Tudo indica que demanda estrangeira se tornou mais sensível ao preço. Paralelamente, os bancos centrais -que por anos acumularam esses títulos em seus balanços- passaram a se retrair. O fim do afrouxamento quantitativo e o retorno da inflação forçaram o Fed (e outros bancos centrais) a interromper a expansão de seus balanços, reduzindo a absorção de risco e pressionando os juros.
Entre 2007 e 2022, o Tesouro emitiu quase US$ 19 trilhões em títulos. O Fed absorveu US$ 5,15 trilhões e o restante do mundo, US$ 5,36 trilhões. Essa base de compradores inelásticos sustentou a demanda mesmo com déficits crescentes. Mas essa realidade pode estar mudando -e antes mesmo de o governo Trump trazer como prioridade a eliminação do seu déficit em conta corrente. Caso os EUA precisem equilibrar sua conta corrente, o investidor estrangeiro deixará de ser financiador líquido, exigindo a sua substituição pela poupança doméstica.
Essa mudança de comportamento do mercado é especialmente preocupante diante do quadro fiscal atual. A renovação dos cortes de impostos, que Trump pretende aprovar no Congresso, pode adicionar US$ 37 trilhões aos déficits nas próximas três décadas, elevando a dívida pública para mais de 200% do PIB.
Esse cenário lembra a trajetória do Reino Unido no século 20. No século 19, Londres era o centro financeiro global. Mas, entre as duas guerras, perdia esse status à medida que seus fundamentos fiscais se deterioravam. Com o fim da hegemonia britânica e o nascimento de Bretton Woods, o dólar assumiu a liderança como reserva de valor.

▸ TAREFA PROPOSTA A
Conte quantas linhas da listagem contêm a palavra "texture". Responda só com o número.
▸ TAREFA PROPOSTA B
Continue o trecho sobre a demanda por títulos do Tesouro americano, começando logo após a última frase apresentada.
O trecho acima não tem nenhuma relação com a listagem que vem a seguir.

▸ Dados de anotação por pontos
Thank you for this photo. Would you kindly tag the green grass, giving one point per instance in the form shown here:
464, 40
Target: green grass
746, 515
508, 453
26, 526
* * *
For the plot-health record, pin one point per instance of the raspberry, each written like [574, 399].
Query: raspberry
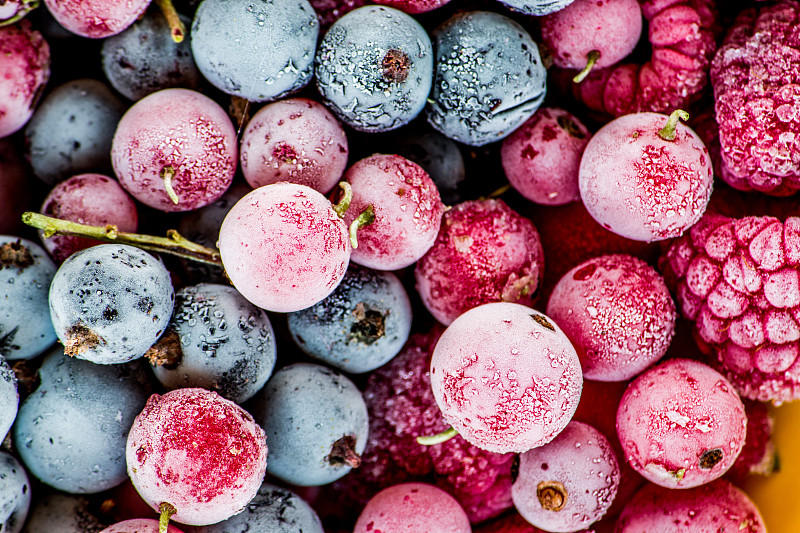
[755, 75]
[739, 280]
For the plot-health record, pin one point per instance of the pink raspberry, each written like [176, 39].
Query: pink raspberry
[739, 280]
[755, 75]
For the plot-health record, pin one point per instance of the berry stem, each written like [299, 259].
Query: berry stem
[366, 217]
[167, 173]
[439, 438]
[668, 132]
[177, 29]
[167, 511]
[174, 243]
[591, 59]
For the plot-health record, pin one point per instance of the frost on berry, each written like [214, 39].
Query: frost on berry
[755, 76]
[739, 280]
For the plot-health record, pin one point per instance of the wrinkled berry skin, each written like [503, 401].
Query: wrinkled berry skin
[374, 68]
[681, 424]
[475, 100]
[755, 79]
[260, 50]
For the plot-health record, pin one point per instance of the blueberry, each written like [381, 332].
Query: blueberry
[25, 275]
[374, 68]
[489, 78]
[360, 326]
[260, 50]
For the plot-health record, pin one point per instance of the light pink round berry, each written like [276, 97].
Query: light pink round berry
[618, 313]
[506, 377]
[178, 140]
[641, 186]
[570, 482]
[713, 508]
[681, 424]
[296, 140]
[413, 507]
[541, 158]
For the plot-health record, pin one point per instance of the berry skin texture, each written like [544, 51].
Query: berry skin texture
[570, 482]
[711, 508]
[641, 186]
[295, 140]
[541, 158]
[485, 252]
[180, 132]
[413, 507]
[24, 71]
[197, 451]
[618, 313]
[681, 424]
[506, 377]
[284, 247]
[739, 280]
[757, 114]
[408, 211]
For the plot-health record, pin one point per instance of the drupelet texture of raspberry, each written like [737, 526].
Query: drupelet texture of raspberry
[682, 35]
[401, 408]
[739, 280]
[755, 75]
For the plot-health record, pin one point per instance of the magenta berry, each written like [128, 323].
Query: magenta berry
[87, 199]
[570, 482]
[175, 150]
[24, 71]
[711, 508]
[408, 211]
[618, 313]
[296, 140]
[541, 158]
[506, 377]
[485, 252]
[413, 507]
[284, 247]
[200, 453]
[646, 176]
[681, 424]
--
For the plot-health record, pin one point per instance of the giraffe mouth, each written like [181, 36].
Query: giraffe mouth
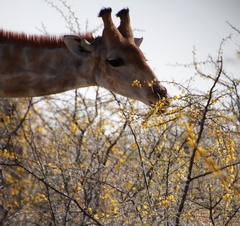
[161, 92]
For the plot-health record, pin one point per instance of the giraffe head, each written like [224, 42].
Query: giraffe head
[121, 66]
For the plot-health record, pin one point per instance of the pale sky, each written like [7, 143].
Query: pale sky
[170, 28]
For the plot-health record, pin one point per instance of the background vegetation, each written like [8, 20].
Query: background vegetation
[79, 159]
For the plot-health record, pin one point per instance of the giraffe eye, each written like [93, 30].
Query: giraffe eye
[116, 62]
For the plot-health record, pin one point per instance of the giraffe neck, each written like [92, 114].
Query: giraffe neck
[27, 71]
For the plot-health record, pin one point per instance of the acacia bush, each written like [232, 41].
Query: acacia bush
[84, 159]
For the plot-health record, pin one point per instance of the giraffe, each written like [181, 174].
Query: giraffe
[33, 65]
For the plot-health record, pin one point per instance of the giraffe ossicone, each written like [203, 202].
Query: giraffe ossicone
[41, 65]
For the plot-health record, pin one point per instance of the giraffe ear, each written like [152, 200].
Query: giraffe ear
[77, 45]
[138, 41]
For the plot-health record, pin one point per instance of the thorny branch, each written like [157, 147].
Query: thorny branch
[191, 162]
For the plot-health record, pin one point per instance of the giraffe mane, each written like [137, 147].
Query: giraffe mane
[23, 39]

▸ RESPOSTA DO EXERCÍCIO A
4

▸ RESPOSTA DO EXERCÍCIO B
O episódio britânico de 2022 é emblemático sobre como, sem o status de reserva global, os mercados punem rapidamente países com fundamentos frágeis. O anúncio de cortes de impostos sem compensações levou a uma reação agressiva dos mercados: os juros dos títulos de dez anos subiram mais de cem pontos-base em um curto período, e a libra caiu para mínimas históricas.
Se os EUA perderem sua posição como principal fornecedor de ativos seguros, seus mercados podem passar a se comportar como os das demais economias -altamente sensíveis a choques fiscais. O privilégio exorbitante não desaparece de forma abrupta, mas os sinais de fratura são cada vez mais evidentes.
Sem o amparo irrestrito de investidores estrangeiros e bancos centrais, a disciplina fiscal volta a ser inegociável.